:: GIVEN DATA

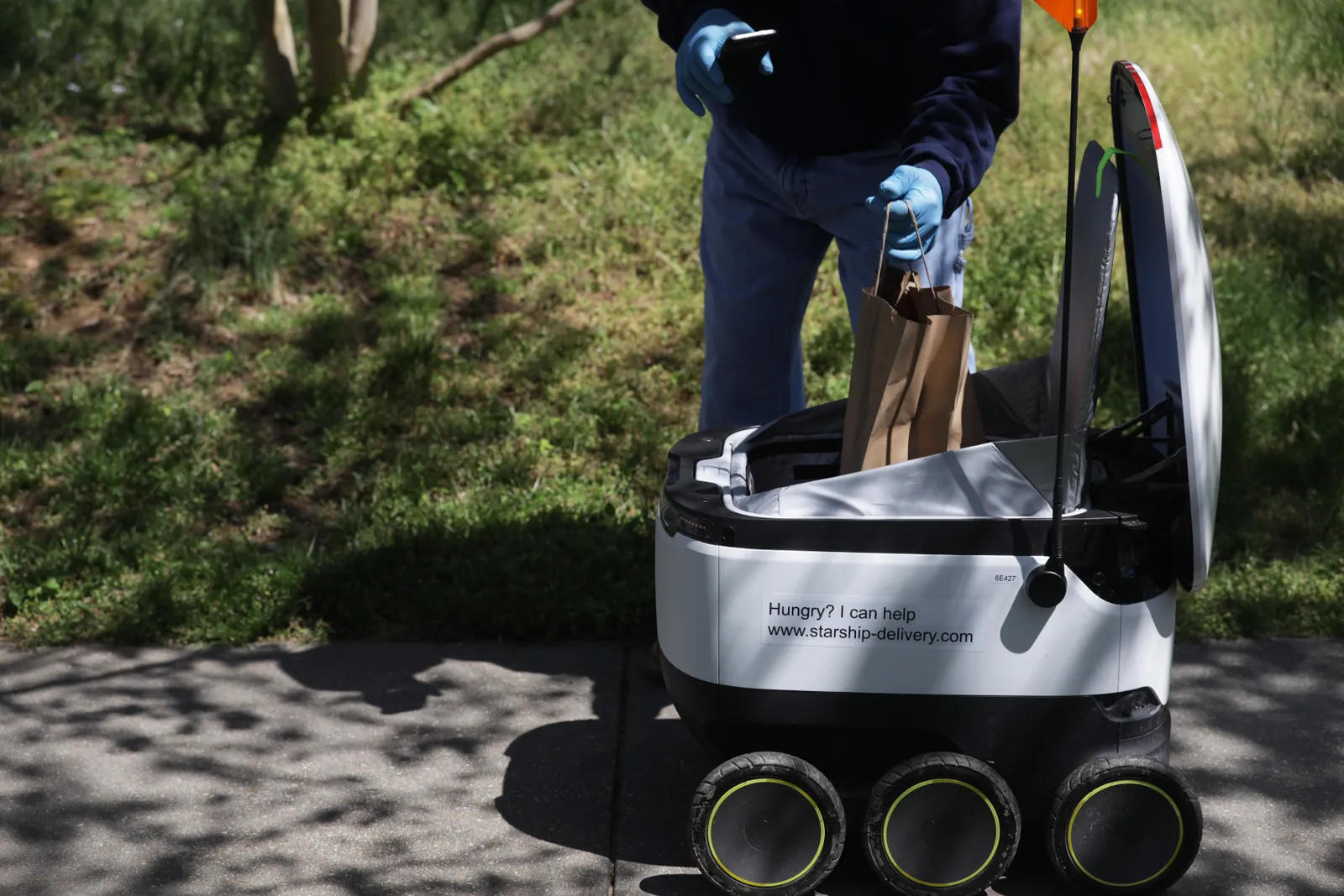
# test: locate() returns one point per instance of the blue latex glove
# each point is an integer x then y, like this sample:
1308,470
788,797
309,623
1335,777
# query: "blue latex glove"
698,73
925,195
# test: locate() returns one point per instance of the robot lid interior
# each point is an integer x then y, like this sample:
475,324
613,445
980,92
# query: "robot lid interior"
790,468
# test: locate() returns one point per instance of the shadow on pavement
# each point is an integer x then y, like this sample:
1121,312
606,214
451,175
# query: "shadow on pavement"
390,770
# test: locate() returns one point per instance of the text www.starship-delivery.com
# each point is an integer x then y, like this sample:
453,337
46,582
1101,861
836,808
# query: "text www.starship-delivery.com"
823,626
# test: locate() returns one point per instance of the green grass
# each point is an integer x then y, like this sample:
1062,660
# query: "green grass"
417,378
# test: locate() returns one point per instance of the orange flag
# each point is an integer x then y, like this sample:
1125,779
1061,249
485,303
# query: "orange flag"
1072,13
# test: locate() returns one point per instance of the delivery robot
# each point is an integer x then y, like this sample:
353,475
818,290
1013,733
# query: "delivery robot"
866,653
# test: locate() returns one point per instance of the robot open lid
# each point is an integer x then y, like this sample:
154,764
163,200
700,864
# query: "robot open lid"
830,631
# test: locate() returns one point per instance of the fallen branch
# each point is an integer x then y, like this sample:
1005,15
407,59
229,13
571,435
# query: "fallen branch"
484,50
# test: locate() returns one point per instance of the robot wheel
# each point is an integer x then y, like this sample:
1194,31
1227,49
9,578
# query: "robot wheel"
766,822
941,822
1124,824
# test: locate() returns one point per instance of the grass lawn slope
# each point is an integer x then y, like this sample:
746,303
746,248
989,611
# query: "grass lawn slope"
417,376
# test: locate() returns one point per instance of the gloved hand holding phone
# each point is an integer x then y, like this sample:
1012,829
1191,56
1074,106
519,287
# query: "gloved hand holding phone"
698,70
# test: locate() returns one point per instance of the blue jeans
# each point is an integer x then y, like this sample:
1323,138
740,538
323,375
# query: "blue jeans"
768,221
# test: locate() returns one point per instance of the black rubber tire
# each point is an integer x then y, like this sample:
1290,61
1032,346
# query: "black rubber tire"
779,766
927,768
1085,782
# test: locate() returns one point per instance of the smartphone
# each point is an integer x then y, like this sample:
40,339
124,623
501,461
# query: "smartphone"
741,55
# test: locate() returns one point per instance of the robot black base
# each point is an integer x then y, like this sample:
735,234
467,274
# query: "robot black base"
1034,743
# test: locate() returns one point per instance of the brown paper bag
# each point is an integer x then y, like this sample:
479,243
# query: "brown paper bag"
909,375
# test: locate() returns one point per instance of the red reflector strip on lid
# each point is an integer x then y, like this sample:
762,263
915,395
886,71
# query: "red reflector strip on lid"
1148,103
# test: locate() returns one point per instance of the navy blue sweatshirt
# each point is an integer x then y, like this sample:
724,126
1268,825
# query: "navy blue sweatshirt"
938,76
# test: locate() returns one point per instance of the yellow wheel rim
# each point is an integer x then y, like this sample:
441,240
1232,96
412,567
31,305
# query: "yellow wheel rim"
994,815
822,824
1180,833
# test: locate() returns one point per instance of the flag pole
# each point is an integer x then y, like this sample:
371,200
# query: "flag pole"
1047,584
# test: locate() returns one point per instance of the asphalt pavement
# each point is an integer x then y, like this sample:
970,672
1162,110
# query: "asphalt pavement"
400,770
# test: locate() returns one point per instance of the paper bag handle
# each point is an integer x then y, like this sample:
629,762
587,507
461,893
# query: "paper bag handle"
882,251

::::

TO DO — Keep the pictures out, and write out the rest of the data above word for word.

RESULT OF THE EXERCISE —
# test: locate() returns one point per instance of the blue latex glove
# each point is an integer x then y, like this sample:
1308,470
788,797
309,623
1335,777
# query: "blue latex glove"
698,73
925,195
# test: locate() returns one point per instance of the robot lid interior
# each point is an integer x then y, like this sample:
475,324
613,445
980,92
# query: "robot lid interior"
790,468
# test: locate() returns one point per instance of the shadow on pavement
# each point is an integer x then y, like this sample:
1121,312
606,214
451,175
# query: "shadow on pavement"
390,770
# test: locate() returns one point per instance of the text www.starship-delivery.com
# each point is an integer x then y, like this sample:
453,337
46,582
1101,861
836,808
# query: "text www.starship-delivery.com"
823,626
# test: locate() returns one point per instance of the green grass
# each point is an integer x then y, like this sample:
1062,660
# query: "green grass"
417,378
# test: locate() returns one point per instance of the orange flag
# each point is an integer x then y, like this sample:
1125,779
1061,249
485,303
# query: "orange flag"
1072,13
# test: locate() returns one point per instance of the delivery robot
# each point is an integer x then y, like this sample:
353,475
818,290
1013,733
# query: "delivery robot"
866,653
# test: locate() returns one point per instance of the robot open lid
# each point is an integer x then y, like this sample:
154,764
163,200
700,864
# query: "robot open lid"
830,631
# test: locate() returns one point per instance of the fallen branch
# each point is an integer x then y, like this sample:
1005,15
407,59
229,13
571,435
# query: "fallen branch"
484,50
# test: locate() returns one point per instance of the robot wheel
# each point is an integer x then y, like this sample:
1194,31
1227,49
9,578
# query: "robot wheel"
766,822
941,822
1124,824
# test: locate() returns one point per instance of the grass lawn slope
# each point is an integer x then y, like this sample:
746,303
746,248
989,611
# query: "grass lawn slope"
417,376
# test: locate() returns one point per instance of the gloved hand holding phone
# each point is an integer x then y, like this sample:
1012,829
1191,56
1074,106
519,287
# query: "gloved hand holding phone"
698,70
# test: locate() returns one point per instance of the blue jeans
# each point is an integer x then y, like this sample:
1323,138
740,538
323,375
# query: "blue jeans"
768,221
# test: locate() returns one point per instance of the black rubber tire
# each point is an integer x then y, like this sample:
1290,61
1032,346
# query: "black rubber tire"
779,766
927,768
1085,782
# test: locate() returns one point per instance of the smartphone
# each point is an integer x then y, like this sample:
40,339
124,623
501,461
# query: "smartphone"
741,55
# test: locate() returns one point per instance of the robot black base
# each point is an integer x then y, like this sample:
735,234
467,274
# query: "robot black base"
1034,743
# test: locate() returns one point per instance of the brown paper bag
# each point is an integer x then y, like this sample:
479,243
# query: "brown paper bag"
909,375
# test: locate() returns one point per instance of the red reflector strip on lid
# each point is an integer x then y, like this sample:
762,263
915,395
886,71
# query: "red reflector strip on lid"
1148,103
# test: locate() returns one point per instance of the navy blue sweatshirt
# each point is an integer x then y, like this sample:
724,126
1268,825
# query: "navy blue sweatshirt"
938,76
# test: locate() returns one point per instance of the yellow wheel rim
# each point is an integer x then y, like this sample:
441,240
1232,96
412,567
31,305
# query: "yellow wheel rim"
994,815
822,824
1180,833
# test: locate() returns one point per instance of the flag pole
# each point is an integer x then y, like this sample:
371,200
# query: "flag pole"
1047,584
# test: locate() returns one point per instance of the asphalt pavement
# each point is an integer x then y, like this sample:
970,672
1162,110
# query: "asphalt pavement"
400,770
# test: locate() returns one point per instance of the paper bag handle
# each point is an integer x then y, like this sample:
629,762
587,507
461,893
# query: "paper bag handle"
882,251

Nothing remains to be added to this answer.